======== The data

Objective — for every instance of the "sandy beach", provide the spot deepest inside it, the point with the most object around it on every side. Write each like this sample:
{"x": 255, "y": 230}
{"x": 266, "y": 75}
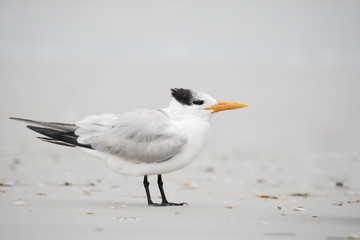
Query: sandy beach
{"x": 69, "y": 195}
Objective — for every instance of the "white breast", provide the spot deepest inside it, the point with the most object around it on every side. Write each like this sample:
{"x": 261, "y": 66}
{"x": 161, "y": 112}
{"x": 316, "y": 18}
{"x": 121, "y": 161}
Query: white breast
{"x": 194, "y": 128}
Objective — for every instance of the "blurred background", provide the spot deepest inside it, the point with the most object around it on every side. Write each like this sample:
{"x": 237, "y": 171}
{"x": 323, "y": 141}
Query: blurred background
{"x": 297, "y": 63}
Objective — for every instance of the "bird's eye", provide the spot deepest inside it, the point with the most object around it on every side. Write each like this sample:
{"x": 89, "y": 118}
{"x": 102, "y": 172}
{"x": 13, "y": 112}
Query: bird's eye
{"x": 198, "y": 102}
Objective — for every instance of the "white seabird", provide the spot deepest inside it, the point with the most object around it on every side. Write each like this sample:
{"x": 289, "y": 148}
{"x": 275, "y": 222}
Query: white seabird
{"x": 143, "y": 142}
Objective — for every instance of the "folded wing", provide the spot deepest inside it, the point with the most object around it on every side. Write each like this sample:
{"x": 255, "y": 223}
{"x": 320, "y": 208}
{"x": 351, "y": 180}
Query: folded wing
{"x": 139, "y": 136}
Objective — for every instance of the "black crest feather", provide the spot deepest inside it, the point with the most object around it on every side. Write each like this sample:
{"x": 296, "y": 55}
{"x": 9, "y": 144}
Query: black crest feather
{"x": 183, "y": 96}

================

■ Exercise: Restate the records above in full, word for word. Keep pictures out.

■ Output for this task:
Objective — for every instance of the "sandy beach", provide the spot deepest inside it, the point with the most object around it on every side. Write each like this sample:
{"x": 255, "y": 230}
{"x": 266, "y": 75}
Query: sandy beach
{"x": 69, "y": 195}
Objective — for every instance of the "white breast", provide the spot deepest inside it, the point with the most object around it on every side. Write each like this sample:
{"x": 261, "y": 66}
{"x": 161, "y": 112}
{"x": 316, "y": 18}
{"x": 121, "y": 161}
Query: white breast
{"x": 194, "y": 128}
Objective — for every instance of the "blurred background", provide the spot deepest inside it, the point with the most object around it on every side. Write each like this sample:
{"x": 237, "y": 171}
{"x": 323, "y": 141}
Query: blurred background
{"x": 297, "y": 63}
Objective — for every instance of the "bird's eye", provide the spot deepest inside it, the point with the most object around it on every side. Write each like this sample:
{"x": 89, "y": 118}
{"x": 102, "y": 172}
{"x": 13, "y": 112}
Query: bird's eye
{"x": 198, "y": 102}
Objective — for every instance of the "white seabird", provide the spot deepest inside it, the point with the most object around it on every side. Write each like this sample:
{"x": 289, "y": 148}
{"x": 275, "y": 222}
Query: white seabird
{"x": 143, "y": 142}
Objective — for every instance of the "folded wing", provide the spot deepest inside it, the point with the most object around it on every side. Write each like this sample:
{"x": 255, "y": 223}
{"x": 320, "y": 208}
{"x": 351, "y": 180}
Query: folded wing
{"x": 139, "y": 136}
Objective — for every instance of the "black crest feather", provide the spot deepest inside it, the point with the most object around it on every side. Write each like this sample:
{"x": 296, "y": 55}
{"x": 9, "y": 144}
Query: black crest feather
{"x": 183, "y": 96}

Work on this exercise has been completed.